Rewrite the data from the line containing "Find the girl's hand;" up to and including the line containing "[[[195,47],[197,41],[197,31],[201,0],[190,0],[188,33],[188,47]]]", keeping every line in that span and shifting each coordinate in the answers up by 118. Give only those lines.

[start WORKING DATA]

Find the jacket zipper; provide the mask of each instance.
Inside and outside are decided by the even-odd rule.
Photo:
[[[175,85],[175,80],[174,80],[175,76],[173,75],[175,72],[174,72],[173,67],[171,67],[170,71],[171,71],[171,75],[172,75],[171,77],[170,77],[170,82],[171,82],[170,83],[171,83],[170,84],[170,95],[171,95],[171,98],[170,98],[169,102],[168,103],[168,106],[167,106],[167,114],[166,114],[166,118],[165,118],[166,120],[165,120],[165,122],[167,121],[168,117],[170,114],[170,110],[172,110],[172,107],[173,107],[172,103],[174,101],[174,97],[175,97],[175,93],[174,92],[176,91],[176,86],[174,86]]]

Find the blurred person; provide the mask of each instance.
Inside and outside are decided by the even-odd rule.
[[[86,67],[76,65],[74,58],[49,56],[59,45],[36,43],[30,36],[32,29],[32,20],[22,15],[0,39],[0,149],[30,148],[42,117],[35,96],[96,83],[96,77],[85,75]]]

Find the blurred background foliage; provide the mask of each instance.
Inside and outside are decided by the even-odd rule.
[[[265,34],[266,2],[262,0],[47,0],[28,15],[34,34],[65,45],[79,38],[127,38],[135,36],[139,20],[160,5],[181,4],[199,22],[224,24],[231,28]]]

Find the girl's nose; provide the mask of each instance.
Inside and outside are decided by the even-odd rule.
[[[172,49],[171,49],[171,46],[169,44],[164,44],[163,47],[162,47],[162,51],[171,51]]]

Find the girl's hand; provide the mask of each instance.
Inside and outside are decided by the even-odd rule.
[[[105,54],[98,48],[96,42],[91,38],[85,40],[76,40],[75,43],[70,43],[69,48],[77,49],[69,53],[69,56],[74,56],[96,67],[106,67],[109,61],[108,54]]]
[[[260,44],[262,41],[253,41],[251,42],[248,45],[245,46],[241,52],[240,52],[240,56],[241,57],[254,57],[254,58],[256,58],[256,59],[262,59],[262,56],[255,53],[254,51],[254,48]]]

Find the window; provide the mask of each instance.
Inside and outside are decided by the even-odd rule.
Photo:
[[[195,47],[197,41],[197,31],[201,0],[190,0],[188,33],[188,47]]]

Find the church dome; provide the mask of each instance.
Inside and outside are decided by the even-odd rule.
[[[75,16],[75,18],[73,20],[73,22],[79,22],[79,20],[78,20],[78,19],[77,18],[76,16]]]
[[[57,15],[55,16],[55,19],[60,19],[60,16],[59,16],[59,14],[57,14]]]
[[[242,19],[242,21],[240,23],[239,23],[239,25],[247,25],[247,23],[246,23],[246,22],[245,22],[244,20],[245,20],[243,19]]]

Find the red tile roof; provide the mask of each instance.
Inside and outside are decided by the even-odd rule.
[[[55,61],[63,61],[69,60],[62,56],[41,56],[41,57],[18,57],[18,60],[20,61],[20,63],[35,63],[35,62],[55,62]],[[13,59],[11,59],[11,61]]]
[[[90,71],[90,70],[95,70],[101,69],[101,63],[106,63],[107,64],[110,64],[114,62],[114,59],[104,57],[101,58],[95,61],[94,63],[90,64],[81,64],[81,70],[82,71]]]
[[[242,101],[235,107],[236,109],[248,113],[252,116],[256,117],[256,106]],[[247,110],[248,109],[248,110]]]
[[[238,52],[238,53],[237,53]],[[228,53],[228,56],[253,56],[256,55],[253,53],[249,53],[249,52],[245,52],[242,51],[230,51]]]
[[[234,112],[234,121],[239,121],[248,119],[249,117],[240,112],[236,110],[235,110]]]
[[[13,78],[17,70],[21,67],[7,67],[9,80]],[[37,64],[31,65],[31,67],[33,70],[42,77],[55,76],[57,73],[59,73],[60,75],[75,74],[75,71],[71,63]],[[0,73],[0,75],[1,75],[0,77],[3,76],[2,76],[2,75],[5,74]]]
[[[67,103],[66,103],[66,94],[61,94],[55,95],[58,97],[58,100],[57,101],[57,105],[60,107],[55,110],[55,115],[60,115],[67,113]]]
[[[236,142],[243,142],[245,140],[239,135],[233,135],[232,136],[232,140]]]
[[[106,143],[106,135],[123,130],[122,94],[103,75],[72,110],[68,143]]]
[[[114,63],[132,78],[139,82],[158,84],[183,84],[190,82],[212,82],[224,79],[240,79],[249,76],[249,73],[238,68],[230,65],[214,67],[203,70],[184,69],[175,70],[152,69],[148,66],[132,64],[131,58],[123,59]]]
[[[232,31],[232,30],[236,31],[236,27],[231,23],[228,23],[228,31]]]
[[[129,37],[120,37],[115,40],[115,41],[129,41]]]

[end WORKING DATA]

WORKED SOLUTION:
Find the girl's hand; provide the mask of each instance.
Inside and outside are decided by the even-odd rule.
[[[223,172],[216,166],[214,160],[209,156],[203,158],[194,158],[193,161],[188,161],[187,166],[195,167],[187,171],[187,174],[192,174],[214,185],[224,185],[227,179],[226,172]]]
[[[378,162],[380,159],[371,159],[369,160],[366,163],[363,164],[359,170],[358,170],[358,174],[359,175],[372,175],[372,176],[374,176],[374,177],[380,177],[380,174],[373,171],[372,169],[372,166]]]

Find the window; provide the mask of each instance.
Inside and outside are decided by the even-odd rule.
Photo:
[[[313,165],[315,159],[315,149],[319,118],[308,118],[306,151],[306,165]]]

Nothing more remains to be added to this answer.